_Task goal_.
Each entry has to be set down again with no alteration.

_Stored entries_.
Segment Open

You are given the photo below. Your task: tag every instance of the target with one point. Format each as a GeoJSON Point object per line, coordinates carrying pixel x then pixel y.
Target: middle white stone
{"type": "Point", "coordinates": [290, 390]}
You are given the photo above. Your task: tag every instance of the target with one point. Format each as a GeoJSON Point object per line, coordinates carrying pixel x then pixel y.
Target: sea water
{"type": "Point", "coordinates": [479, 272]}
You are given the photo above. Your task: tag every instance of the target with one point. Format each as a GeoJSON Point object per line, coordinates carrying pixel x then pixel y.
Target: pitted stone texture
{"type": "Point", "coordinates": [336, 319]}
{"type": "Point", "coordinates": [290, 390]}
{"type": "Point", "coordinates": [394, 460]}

Segment Closed

_Task answer_.
You are given the photo below. Your task: tag every instance of the target with one point. Format each as a GeoJSON Point object per line, coordinates carrying pixel x then pixel y.
Target: middle white stone
{"type": "Point", "coordinates": [290, 390]}
You are given the photo above. Your task: tag every instance of the target with one point. Format each as a GeoJSON Point object per line, coordinates carrying pixel x then pixel y.
Target: sea water
{"type": "Point", "coordinates": [479, 272]}
You are given the photo above. Your task: tag every instance of the target with one point. Format each as a GeoJSON Point object per line, coordinates carrying pixel x then pixel y.
Target: pitted stone texture
{"type": "Point", "coordinates": [336, 319]}
{"type": "Point", "coordinates": [290, 390]}
{"type": "Point", "coordinates": [394, 460]}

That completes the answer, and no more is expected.